(Listed records):
_____

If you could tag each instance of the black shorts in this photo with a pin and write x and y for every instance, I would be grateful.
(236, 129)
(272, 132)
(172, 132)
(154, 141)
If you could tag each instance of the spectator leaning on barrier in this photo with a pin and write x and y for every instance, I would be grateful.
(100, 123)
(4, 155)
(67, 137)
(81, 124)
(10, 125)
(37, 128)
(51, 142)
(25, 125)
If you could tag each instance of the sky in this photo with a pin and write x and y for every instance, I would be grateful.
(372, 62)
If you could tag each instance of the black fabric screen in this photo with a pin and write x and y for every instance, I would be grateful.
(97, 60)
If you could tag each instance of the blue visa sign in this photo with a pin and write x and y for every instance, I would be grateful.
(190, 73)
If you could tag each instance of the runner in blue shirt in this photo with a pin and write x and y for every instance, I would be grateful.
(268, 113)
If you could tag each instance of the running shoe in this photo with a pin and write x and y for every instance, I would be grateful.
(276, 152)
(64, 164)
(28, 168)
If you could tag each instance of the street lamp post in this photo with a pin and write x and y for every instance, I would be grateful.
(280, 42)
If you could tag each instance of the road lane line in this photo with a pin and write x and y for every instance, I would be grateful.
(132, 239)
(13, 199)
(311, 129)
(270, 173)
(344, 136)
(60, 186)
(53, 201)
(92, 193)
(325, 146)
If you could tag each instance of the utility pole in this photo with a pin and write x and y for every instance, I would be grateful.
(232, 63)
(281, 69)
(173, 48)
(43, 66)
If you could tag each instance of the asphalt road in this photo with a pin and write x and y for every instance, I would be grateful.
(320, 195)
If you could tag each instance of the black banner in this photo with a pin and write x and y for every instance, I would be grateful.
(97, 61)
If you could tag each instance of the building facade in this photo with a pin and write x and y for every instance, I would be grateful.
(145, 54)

_____

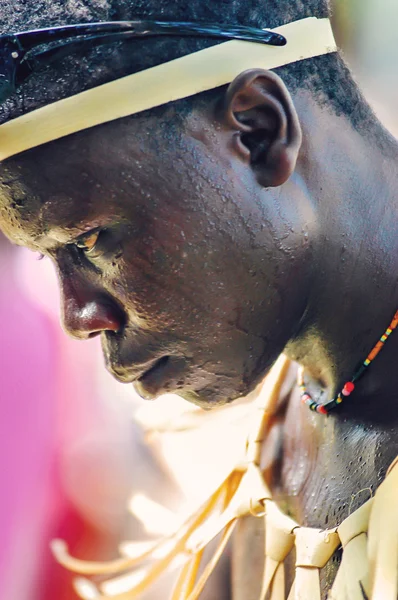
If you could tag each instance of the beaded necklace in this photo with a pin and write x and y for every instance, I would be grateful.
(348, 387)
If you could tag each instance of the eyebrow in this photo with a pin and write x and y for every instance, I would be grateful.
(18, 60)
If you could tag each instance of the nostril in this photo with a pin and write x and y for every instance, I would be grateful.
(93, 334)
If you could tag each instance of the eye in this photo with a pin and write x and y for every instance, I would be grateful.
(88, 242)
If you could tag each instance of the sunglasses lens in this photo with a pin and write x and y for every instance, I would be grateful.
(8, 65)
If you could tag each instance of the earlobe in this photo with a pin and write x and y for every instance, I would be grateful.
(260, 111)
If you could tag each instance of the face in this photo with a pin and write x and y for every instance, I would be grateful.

_____

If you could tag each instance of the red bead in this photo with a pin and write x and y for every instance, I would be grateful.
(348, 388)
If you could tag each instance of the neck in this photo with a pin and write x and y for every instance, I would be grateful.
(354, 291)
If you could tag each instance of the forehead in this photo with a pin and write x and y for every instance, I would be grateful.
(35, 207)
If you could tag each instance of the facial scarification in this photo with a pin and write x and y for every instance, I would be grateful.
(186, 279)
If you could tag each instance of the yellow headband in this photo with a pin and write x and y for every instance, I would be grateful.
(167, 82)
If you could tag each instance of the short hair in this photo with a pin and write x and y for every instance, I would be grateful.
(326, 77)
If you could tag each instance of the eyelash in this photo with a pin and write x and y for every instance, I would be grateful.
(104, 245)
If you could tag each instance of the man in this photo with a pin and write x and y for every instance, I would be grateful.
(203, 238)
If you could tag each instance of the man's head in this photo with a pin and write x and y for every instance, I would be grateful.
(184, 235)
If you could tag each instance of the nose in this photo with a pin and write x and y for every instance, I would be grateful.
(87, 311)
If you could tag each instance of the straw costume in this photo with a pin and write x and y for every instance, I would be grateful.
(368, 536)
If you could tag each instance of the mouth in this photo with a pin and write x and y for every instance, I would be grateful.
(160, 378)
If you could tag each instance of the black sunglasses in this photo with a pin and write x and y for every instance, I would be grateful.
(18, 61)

_____

(Aim):
Collect every line from the entries above that contains the word "blue".

(Finished exercise):
If you could tag each instance of the blue visa sign in this photo with a pin and write x and y for every instance, I would be grateful.
If you could tag each instance of the runner in blue shirt in this photo with a pin and write x and y for every instance, I would be grateful.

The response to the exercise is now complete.